◆ **GIVEN TEXT**
# Hello from SC



## Kempoman62 (Jan 2, 2006)

*Hello Everyone, My name is Alvin. I have just started back after a long ten year off of training. I have found out in the last 6 mo. that there are body parts that are hurting that didn't the last time I train.*
*Let me expain. I started training in Ed. Parker Kenpo Karate in 1993 with Tom Kelly Kenpo Karate.*
*Back then I didn't hurt so much in my knees and shoulder as I do now. I am 43 years old and have stated training in Shaolin Kempo karate . I guess I will have to get myself into better shape for what I feel will be a life time choice.*
*AJ*


----------



## Lisa (Jan 2, 2006)

Welcome Alvin!  Good luck on your journey into better shape and I look forward to your posts! :wavey:


----------



## jfarnsworth (Jan 2, 2006)

Welcome and happy posting.


----------



## green meanie (Jan 2, 2006)

Welcome! And good luck!


----------



## Jonathan Randall (Jan 2, 2006)

Welcome to MT!  Recovery times are longer over 30, but you have more wisdom and life experience to compensate... :jedi1: 

Good luck in your training!


----------



## AdrenalineJunky (Jan 2, 2006)

Good to hear you're getting back into it. It might suck now, but you'll thank yourself later.


----------



## terryl965 (Jan 2, 2006)

Welcome and happy posting and yes those body part are way different at our age.
Terry


----------



## tshadowchaser (Jan 2, 2006)

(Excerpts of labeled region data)
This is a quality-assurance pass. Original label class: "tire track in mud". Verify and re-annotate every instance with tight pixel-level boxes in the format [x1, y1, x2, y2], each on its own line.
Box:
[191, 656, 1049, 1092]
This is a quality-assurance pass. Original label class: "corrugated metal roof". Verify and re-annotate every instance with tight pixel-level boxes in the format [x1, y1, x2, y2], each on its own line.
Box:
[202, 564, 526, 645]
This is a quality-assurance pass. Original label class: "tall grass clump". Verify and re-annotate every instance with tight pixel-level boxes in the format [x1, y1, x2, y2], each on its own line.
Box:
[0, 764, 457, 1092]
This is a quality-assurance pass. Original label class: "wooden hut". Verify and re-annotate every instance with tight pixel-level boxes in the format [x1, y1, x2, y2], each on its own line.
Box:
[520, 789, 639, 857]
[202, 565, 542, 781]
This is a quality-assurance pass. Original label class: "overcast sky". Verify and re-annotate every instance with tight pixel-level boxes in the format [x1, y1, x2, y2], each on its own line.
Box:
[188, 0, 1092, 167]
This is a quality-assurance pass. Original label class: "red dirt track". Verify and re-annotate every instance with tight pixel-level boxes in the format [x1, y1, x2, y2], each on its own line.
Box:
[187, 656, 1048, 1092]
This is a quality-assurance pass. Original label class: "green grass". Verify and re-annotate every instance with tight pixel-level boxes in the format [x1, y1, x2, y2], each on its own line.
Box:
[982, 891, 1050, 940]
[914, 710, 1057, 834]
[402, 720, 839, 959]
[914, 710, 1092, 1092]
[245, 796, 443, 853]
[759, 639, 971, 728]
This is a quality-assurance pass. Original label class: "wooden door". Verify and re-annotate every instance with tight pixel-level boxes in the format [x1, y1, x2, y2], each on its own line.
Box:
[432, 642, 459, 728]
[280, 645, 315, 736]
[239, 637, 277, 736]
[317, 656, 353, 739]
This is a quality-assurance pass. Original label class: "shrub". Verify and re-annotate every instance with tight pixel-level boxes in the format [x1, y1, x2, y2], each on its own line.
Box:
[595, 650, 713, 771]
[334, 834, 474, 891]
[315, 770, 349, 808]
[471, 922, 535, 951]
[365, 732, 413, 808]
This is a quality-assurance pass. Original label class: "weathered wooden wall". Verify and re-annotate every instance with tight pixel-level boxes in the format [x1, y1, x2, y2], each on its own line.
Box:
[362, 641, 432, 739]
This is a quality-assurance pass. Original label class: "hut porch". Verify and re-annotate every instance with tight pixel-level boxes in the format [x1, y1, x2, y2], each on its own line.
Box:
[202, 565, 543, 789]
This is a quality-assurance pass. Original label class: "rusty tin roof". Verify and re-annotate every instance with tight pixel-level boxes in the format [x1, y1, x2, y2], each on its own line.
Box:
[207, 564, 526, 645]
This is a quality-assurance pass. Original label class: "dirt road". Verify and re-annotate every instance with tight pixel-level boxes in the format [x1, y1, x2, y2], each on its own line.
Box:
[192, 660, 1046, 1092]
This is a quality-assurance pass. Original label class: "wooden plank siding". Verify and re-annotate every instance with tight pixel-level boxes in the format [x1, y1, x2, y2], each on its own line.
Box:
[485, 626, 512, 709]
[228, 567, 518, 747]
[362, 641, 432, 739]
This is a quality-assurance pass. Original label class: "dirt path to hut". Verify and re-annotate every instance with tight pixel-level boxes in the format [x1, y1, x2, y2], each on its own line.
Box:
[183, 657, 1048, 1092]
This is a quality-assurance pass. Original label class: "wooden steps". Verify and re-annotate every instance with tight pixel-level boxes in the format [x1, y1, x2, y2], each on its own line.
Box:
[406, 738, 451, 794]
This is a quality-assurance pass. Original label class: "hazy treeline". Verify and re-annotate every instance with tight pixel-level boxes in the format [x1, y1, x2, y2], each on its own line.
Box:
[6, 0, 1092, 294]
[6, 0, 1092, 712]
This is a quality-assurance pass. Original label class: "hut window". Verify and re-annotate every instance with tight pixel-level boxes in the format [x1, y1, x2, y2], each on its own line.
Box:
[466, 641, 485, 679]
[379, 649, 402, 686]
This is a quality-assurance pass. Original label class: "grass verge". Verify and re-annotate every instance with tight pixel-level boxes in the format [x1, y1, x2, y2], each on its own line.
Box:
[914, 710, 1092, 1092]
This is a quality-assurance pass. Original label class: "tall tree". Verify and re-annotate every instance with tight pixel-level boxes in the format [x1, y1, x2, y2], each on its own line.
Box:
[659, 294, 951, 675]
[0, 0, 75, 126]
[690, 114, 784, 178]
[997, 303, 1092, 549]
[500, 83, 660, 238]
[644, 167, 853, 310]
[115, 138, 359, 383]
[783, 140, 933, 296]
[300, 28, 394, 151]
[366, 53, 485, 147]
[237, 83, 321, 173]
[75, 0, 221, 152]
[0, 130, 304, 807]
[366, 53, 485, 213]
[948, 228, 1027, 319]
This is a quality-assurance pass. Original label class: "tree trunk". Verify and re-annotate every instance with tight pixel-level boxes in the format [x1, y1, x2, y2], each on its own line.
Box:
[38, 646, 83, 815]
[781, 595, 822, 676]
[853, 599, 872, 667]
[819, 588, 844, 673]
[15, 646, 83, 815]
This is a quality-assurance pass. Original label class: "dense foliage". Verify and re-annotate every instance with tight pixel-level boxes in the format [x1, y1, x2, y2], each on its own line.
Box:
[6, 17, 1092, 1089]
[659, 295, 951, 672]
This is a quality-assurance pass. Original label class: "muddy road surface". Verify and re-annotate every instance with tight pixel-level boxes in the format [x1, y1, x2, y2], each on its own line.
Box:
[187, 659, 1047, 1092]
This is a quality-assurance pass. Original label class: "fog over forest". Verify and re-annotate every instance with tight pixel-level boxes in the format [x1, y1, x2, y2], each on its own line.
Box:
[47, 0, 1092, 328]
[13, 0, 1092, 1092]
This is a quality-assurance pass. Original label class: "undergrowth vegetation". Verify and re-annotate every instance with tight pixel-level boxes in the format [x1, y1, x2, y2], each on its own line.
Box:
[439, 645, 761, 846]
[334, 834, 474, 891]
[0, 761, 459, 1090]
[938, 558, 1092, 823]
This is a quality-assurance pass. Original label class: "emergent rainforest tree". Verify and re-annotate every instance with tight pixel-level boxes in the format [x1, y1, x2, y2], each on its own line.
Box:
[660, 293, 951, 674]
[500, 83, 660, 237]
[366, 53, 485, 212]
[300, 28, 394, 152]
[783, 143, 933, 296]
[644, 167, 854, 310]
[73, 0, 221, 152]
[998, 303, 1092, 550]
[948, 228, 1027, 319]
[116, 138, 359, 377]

◆ **EXERCISES**
[1] List every username that heads a post in the welcome thread.
[2] Swap "wisdom" for "patience" in the welcome thread, then write out the passage starting at "## Jonathan Randall" and ending at "AdrenalineJunky (Jan 2, 2006)".
[3] Carry on the welcome thread from the point where it stops.

◆ **RESULTS IN ORDER**
[1]
Kempoman62
Lisa
jfarnsworth
green meanie
Jonathan Randall
AdrenalineJunky
terryl965
tshadowchaser

[2]
## Jonathan Randall (Jan 2, 2006)

Welcome to MT!  Recovery times are longer over 30, but you have more patience and life experience to compensate... :jedi1: 

Good luck in your training!


----------



## AdrenalineJunky (Jan 2, 2006)

[3]
Happy you decided to restart training in the martial arts  and welcome to the forum
 Be sure to keep us updated on how your training is going


----------



## TheBattousai (Jan 2, 2006)

Congrats on returning to training Alvin, welcome to MT.


----------



## MJS (Jan 2, 2006)

Welcome to the forum! Enjoy your stay!:ultracool 

Mike


----------



## Ceicei (Jan 2, 2006)

Welcome!   :wavey: 

Doesn't Shaolin Kempo use much lower stances than the American Kenpo styles?  That may add some pressure to your knees.  Hopefully, after becoming more physically fit, your health would increase and pain decrease.

I look forward to your posts.

- Ceicei


----------



## kenpo0324 (Jan 2, 2006)

Welcome to the forum! Enjoy your stay


----------



## KenpoTess (Jan 3, 2006)

Welcome to the Boards Alvin 

I've been looking for some new body parts to replace some of mine.. if I find any, I'll send you the link 

Enjoy the board~!

~Tess


----------



## mj-hi-yah (Jan 3, 2006)

Welcome Alvin!  You were born in a good year artyon: ...no worries about the aches and pains, one possible explanation is that you only seem to feel them more because you have Alzheimer's like me and can't remember how much it used to hurt. :boing2:   The important thing is to work through it!

MJ


----------



## shesulsa (Jan 3, 2006)

Welcome!  Treat those new-found body parts nicely, now.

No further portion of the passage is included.